* _EXERCISE PROMPT_: The output should be exactly the lines from the one containing "the train headlight" through the last line of the records, and only those.

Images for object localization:
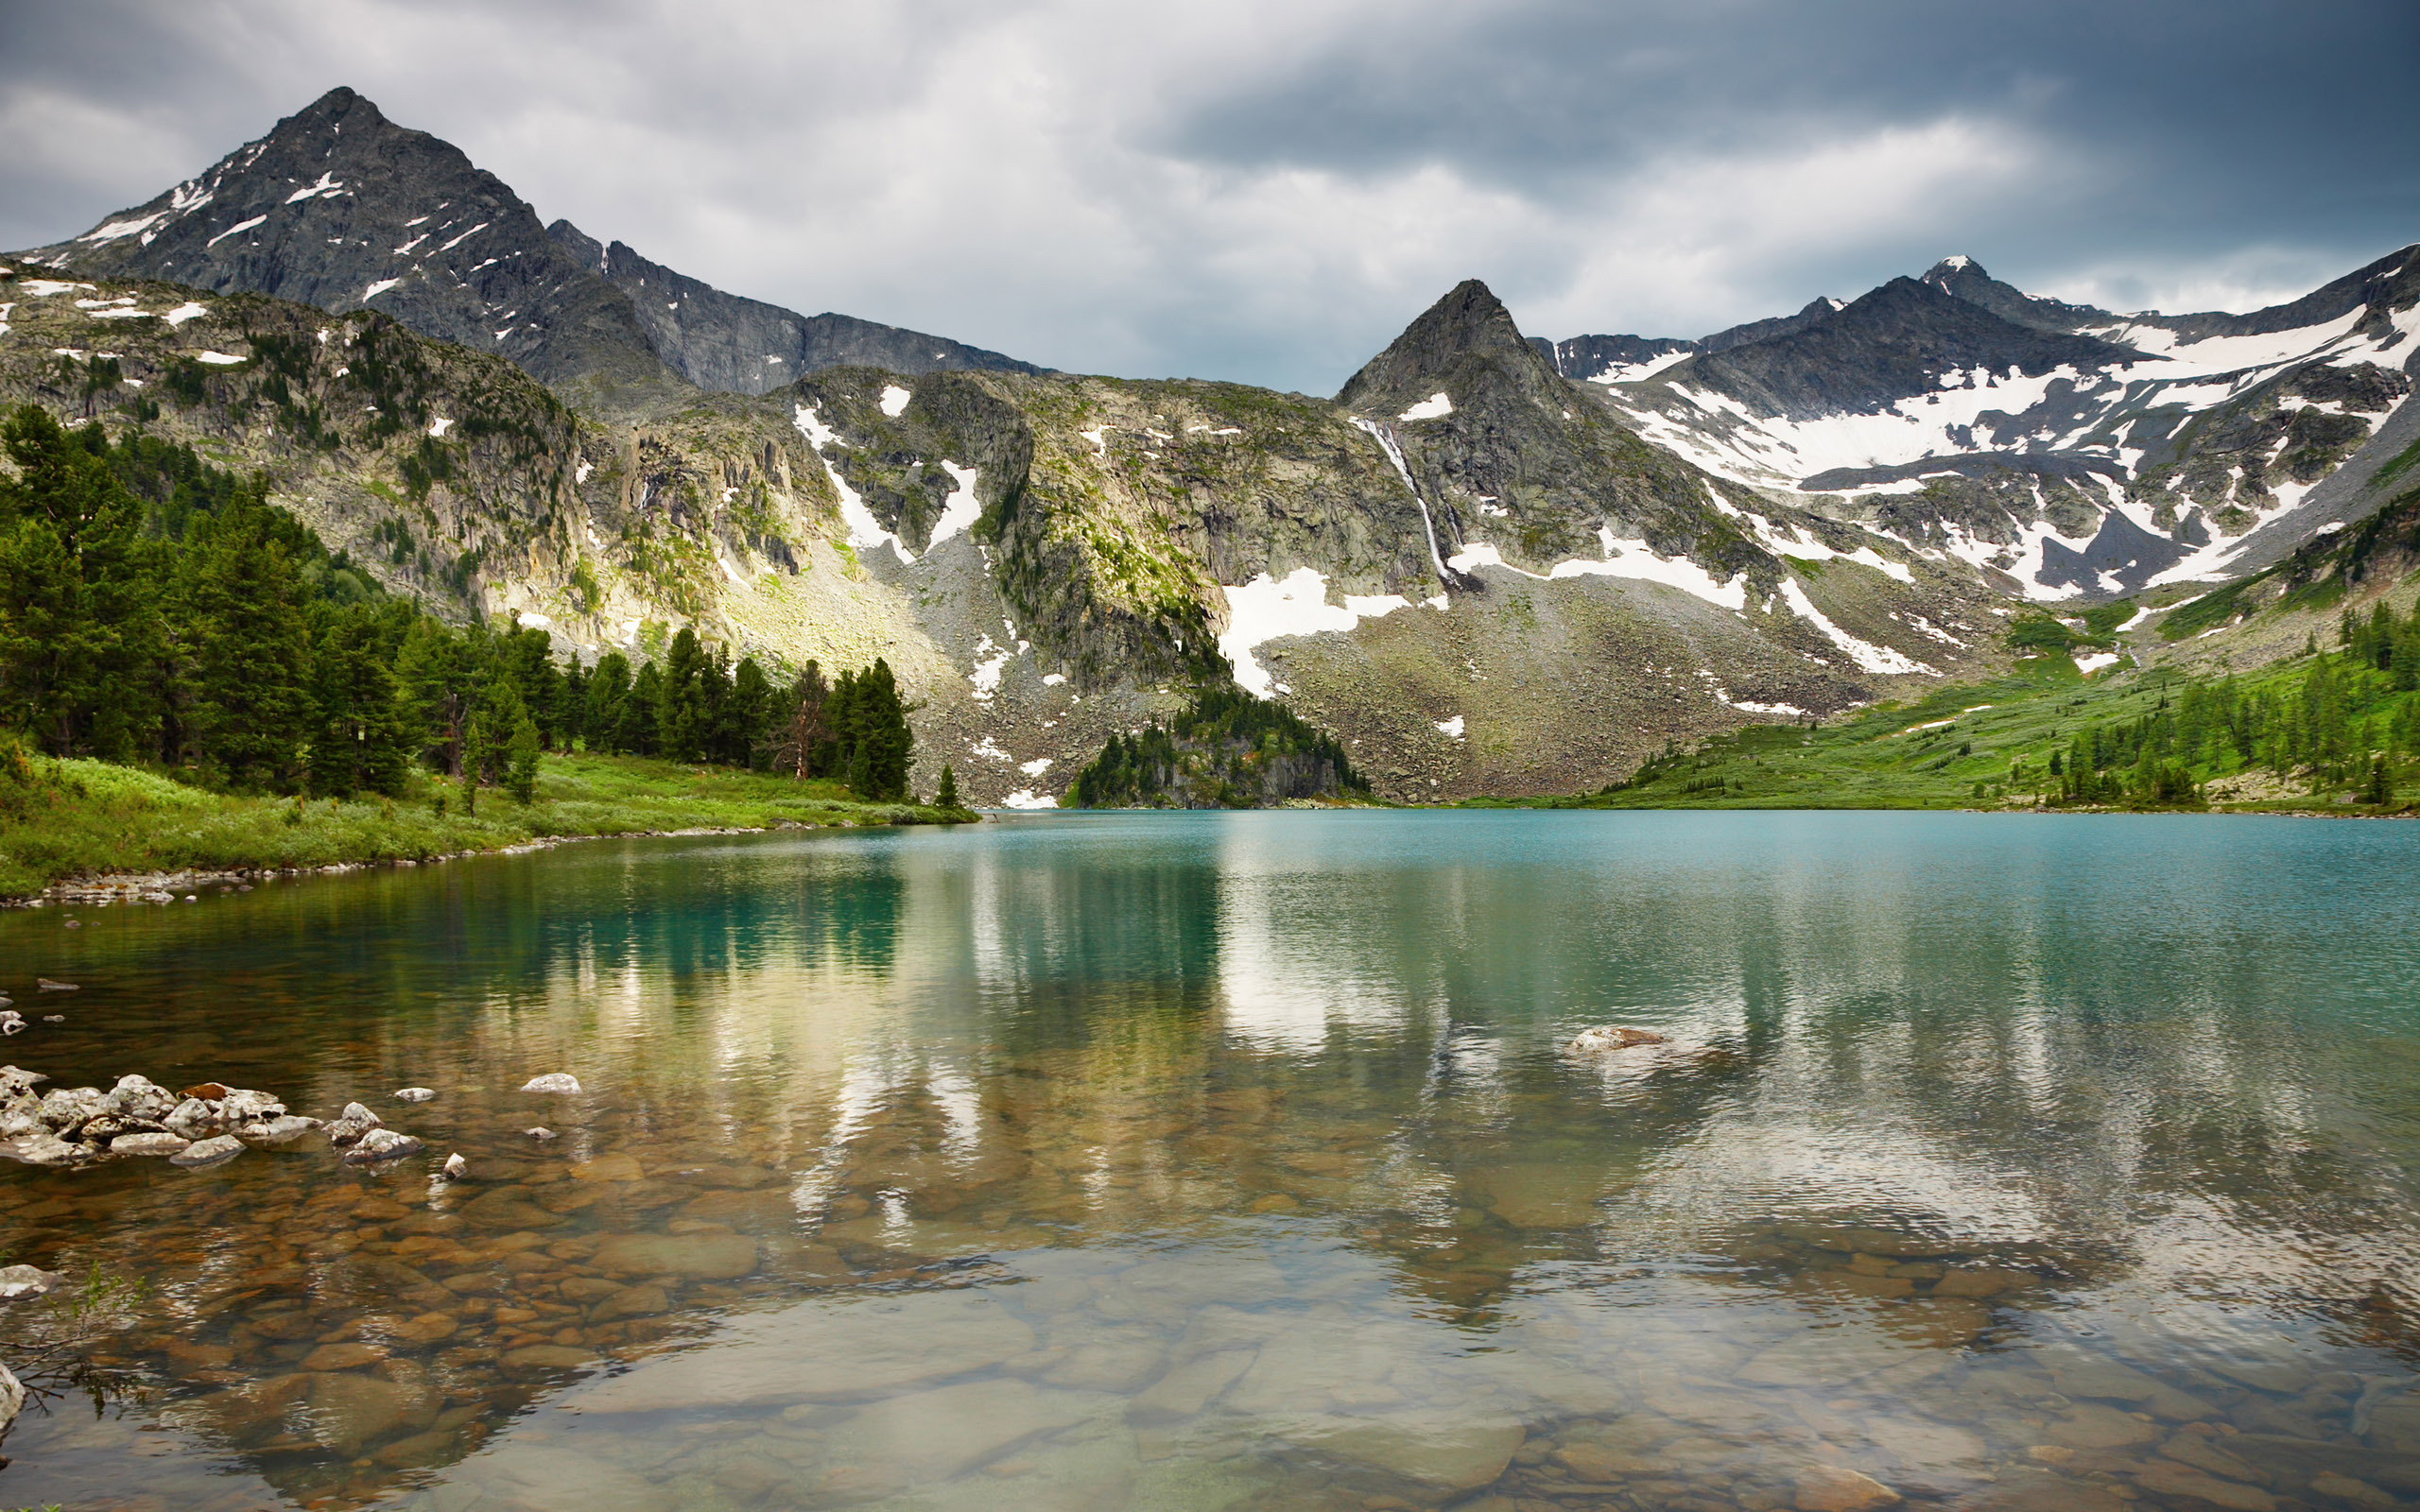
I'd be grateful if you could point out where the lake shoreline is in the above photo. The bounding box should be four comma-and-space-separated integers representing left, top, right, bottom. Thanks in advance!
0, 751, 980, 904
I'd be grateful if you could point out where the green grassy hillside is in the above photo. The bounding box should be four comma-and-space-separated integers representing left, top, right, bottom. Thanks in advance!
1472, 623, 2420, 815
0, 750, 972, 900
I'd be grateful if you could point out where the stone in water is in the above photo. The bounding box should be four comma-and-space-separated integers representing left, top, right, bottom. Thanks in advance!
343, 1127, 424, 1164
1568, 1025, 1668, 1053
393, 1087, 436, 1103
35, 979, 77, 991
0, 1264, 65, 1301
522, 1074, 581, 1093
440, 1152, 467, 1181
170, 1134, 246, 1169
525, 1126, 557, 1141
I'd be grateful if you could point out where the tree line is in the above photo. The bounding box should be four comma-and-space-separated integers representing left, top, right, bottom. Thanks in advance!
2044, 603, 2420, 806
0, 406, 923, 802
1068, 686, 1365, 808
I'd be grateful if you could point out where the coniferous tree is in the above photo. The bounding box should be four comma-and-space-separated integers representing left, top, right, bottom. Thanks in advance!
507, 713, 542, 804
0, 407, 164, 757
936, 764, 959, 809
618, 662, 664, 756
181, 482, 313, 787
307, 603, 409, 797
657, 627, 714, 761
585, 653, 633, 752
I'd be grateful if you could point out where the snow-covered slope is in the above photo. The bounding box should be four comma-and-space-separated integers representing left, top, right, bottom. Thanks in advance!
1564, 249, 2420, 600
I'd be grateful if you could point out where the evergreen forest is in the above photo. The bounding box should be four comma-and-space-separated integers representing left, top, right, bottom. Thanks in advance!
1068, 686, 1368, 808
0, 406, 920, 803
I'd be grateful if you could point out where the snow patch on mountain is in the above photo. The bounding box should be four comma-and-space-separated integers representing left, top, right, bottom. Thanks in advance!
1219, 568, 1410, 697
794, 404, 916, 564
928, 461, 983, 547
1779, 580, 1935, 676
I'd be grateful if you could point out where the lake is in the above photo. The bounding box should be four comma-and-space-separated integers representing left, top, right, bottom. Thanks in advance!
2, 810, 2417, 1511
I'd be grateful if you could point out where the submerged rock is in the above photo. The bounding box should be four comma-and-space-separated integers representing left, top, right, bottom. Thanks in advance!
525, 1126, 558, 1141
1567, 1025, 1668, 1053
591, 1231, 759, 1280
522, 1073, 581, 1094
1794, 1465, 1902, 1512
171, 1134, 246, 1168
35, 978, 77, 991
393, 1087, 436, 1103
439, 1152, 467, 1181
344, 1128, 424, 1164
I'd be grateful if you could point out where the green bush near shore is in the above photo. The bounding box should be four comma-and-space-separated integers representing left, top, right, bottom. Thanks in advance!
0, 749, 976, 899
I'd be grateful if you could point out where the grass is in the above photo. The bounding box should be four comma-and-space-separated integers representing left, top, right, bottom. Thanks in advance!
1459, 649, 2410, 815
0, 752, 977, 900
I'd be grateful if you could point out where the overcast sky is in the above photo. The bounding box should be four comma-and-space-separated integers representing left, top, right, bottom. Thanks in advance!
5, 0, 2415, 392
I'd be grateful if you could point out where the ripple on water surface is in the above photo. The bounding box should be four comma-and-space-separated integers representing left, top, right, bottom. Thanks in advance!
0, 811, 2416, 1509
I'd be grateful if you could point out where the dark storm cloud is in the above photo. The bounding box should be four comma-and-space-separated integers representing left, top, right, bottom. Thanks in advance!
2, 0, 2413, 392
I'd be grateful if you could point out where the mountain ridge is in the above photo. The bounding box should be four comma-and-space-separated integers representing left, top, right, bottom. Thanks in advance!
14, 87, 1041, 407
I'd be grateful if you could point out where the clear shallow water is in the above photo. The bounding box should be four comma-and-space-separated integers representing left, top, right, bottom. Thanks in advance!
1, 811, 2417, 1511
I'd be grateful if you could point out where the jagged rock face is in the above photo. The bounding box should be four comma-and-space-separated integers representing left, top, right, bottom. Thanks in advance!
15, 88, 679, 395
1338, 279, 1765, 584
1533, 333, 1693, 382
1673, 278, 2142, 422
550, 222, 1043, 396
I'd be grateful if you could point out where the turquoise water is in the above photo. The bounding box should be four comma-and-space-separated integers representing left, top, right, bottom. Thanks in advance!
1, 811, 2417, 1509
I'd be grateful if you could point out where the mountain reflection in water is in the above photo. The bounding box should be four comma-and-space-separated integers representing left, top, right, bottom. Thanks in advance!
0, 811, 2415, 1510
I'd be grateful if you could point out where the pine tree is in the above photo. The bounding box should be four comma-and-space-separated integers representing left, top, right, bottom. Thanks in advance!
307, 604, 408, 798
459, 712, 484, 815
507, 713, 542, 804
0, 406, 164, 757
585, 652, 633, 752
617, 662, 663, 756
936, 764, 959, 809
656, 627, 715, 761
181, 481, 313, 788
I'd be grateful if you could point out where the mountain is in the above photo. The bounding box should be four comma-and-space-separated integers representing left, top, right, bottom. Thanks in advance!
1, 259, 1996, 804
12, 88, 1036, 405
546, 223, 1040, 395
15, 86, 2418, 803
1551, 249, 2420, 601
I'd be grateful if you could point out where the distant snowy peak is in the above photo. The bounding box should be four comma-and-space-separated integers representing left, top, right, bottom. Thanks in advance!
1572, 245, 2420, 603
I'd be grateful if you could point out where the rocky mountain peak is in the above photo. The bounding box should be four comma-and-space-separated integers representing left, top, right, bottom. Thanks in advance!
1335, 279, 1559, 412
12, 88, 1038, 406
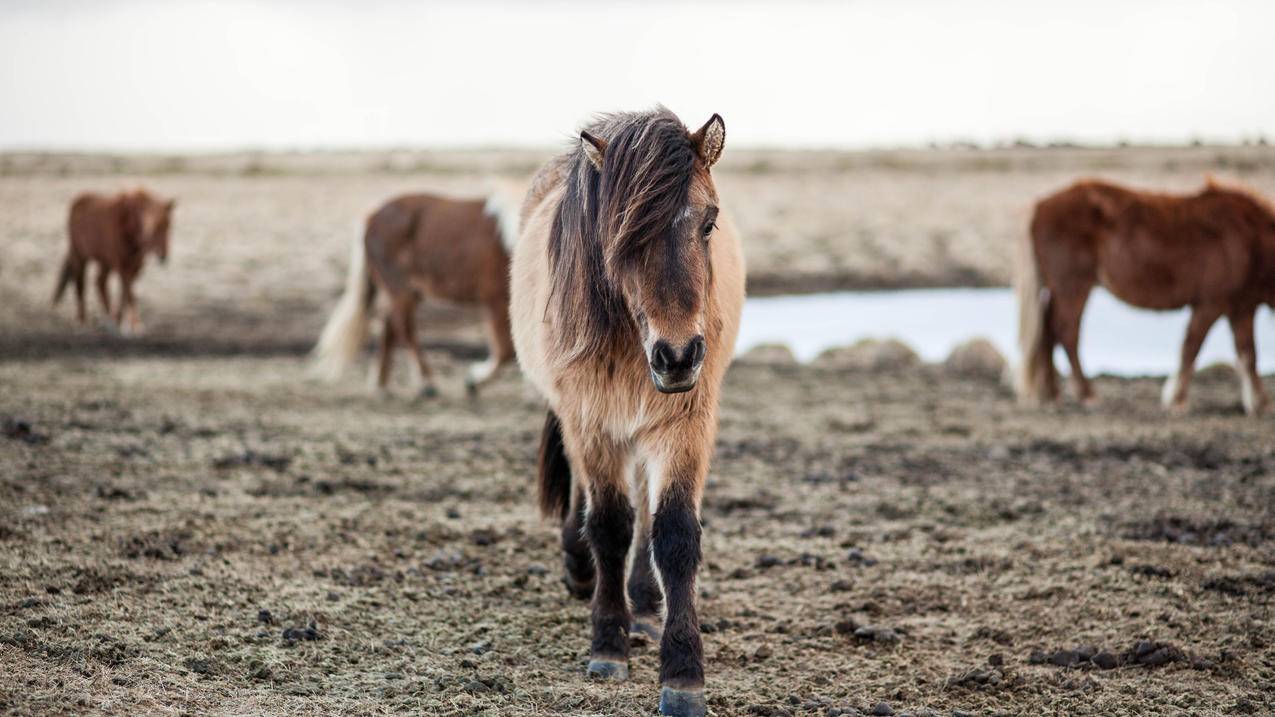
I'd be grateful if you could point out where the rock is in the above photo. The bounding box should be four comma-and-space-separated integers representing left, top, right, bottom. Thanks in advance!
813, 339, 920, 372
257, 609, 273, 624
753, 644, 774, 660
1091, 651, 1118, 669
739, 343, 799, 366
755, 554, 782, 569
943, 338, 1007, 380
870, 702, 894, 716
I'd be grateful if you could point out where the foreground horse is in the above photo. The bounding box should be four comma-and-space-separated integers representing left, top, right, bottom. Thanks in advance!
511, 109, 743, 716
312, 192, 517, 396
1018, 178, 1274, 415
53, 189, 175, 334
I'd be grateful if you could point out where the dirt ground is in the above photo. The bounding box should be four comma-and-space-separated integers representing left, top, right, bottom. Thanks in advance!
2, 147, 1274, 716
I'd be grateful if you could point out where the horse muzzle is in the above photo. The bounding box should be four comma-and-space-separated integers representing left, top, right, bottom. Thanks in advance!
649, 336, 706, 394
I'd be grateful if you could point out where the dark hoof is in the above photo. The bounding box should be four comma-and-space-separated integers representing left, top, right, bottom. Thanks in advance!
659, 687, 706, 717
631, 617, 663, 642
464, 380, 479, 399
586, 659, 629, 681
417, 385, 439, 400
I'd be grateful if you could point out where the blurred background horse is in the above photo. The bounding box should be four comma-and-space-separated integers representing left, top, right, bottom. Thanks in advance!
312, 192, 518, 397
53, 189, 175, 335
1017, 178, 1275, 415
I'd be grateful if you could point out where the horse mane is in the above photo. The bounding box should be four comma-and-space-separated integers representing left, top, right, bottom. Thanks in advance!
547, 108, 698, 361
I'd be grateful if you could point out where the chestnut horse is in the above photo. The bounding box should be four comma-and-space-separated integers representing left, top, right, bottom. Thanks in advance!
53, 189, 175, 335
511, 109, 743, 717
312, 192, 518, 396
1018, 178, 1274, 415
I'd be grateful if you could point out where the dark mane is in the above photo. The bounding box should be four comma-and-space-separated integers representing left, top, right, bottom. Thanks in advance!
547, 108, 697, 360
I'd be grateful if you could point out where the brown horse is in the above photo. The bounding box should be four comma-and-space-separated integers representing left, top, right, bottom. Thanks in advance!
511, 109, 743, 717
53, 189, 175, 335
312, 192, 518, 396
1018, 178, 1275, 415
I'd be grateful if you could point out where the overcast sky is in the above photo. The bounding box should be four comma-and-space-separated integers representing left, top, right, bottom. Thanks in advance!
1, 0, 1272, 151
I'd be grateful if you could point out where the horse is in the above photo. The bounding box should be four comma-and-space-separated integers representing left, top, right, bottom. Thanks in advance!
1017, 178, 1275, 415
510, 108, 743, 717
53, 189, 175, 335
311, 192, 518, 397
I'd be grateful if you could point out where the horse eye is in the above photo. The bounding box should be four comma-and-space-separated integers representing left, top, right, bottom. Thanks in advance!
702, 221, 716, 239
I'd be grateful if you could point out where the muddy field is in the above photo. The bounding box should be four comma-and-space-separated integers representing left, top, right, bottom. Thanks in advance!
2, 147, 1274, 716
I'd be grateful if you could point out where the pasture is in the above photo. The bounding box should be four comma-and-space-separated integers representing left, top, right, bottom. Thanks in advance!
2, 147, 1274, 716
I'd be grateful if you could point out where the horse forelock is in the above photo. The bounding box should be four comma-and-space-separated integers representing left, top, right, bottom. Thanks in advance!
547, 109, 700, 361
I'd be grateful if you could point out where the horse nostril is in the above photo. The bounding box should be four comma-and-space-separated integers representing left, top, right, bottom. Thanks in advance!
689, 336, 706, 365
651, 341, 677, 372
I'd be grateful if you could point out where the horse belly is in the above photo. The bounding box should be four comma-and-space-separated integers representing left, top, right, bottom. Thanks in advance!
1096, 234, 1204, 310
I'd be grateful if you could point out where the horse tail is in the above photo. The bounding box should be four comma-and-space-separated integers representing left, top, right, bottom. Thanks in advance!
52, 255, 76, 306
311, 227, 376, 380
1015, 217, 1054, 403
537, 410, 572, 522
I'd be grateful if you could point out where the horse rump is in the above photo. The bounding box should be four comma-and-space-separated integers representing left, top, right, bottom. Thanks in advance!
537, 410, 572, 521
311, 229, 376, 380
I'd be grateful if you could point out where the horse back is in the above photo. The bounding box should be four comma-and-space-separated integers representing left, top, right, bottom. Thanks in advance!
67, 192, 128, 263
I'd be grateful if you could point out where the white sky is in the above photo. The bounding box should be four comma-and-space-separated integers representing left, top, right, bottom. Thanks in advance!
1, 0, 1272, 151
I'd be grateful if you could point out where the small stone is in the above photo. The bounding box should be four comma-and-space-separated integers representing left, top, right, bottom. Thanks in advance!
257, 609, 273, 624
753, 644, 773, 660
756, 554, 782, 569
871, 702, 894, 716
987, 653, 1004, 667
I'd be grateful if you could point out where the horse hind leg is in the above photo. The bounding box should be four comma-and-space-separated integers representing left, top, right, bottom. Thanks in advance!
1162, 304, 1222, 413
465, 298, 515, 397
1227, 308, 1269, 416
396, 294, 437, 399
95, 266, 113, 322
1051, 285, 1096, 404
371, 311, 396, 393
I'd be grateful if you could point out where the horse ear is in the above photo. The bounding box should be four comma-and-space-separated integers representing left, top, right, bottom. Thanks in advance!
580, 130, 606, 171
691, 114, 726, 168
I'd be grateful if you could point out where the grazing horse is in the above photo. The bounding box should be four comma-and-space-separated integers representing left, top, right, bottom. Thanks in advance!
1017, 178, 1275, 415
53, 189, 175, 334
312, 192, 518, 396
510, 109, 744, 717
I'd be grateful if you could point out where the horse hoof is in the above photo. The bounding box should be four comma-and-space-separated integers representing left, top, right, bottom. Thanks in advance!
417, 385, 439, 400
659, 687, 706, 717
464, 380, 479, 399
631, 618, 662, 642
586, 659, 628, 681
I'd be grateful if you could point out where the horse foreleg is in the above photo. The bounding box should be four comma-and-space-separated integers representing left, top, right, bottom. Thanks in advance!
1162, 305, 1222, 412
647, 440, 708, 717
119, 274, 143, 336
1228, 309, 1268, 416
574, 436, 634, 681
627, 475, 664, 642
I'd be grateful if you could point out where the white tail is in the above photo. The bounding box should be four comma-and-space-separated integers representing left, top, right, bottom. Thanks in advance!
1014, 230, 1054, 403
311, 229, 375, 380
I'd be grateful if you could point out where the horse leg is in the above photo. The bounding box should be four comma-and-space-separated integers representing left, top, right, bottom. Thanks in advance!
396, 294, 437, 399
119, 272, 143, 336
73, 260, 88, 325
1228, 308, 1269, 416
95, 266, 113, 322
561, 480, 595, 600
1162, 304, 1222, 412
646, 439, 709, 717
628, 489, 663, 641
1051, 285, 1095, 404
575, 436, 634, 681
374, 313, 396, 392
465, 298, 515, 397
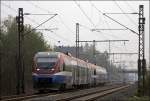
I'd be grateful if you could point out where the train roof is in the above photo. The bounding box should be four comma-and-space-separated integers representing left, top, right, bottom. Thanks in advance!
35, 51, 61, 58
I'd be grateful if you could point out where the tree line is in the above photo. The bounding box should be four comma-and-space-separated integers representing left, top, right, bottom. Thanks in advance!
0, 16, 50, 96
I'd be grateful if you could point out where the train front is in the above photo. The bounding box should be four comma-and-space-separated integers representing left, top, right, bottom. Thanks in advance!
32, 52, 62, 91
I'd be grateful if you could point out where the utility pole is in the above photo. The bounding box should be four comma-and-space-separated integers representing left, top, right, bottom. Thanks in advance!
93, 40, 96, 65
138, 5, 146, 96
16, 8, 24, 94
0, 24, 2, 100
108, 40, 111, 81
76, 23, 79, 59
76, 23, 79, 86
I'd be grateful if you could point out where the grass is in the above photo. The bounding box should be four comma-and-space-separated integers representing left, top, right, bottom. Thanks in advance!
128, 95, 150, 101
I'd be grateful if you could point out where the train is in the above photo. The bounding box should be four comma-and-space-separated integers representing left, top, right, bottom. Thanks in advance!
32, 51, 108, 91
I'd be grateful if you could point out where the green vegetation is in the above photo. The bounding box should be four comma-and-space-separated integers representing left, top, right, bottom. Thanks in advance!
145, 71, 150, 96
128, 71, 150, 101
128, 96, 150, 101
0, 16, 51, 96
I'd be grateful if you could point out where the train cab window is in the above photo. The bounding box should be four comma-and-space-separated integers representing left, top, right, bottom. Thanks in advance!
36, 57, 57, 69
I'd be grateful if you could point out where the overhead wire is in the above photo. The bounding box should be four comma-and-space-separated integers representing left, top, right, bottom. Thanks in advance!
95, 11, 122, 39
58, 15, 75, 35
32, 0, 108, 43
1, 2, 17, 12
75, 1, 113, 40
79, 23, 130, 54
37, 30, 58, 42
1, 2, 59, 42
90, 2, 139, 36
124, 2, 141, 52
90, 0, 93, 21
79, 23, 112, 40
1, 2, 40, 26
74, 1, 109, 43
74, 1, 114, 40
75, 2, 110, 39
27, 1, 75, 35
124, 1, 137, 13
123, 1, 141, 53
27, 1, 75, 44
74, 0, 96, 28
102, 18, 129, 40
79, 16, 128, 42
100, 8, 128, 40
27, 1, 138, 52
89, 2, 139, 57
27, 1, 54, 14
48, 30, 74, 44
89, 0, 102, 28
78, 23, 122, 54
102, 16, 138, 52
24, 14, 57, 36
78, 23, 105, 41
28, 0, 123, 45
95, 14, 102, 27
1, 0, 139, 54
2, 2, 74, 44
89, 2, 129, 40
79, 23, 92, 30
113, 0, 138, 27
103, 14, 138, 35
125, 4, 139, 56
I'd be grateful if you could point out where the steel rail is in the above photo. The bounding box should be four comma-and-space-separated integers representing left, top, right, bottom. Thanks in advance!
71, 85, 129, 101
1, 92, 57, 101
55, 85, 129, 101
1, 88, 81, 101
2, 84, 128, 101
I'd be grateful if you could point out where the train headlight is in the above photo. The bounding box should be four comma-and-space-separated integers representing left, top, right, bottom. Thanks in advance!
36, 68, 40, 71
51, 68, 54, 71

* _SOLUTION FOR THIS EXERCISE_:
I'd be grateful if you could point out where the train headlight is in the above photo. The bounding box should be four comma-and-space-separated integers representing left, top, right, bottom. Thanks in advance!
36, 68, 40, 71
51, 68, 54, 71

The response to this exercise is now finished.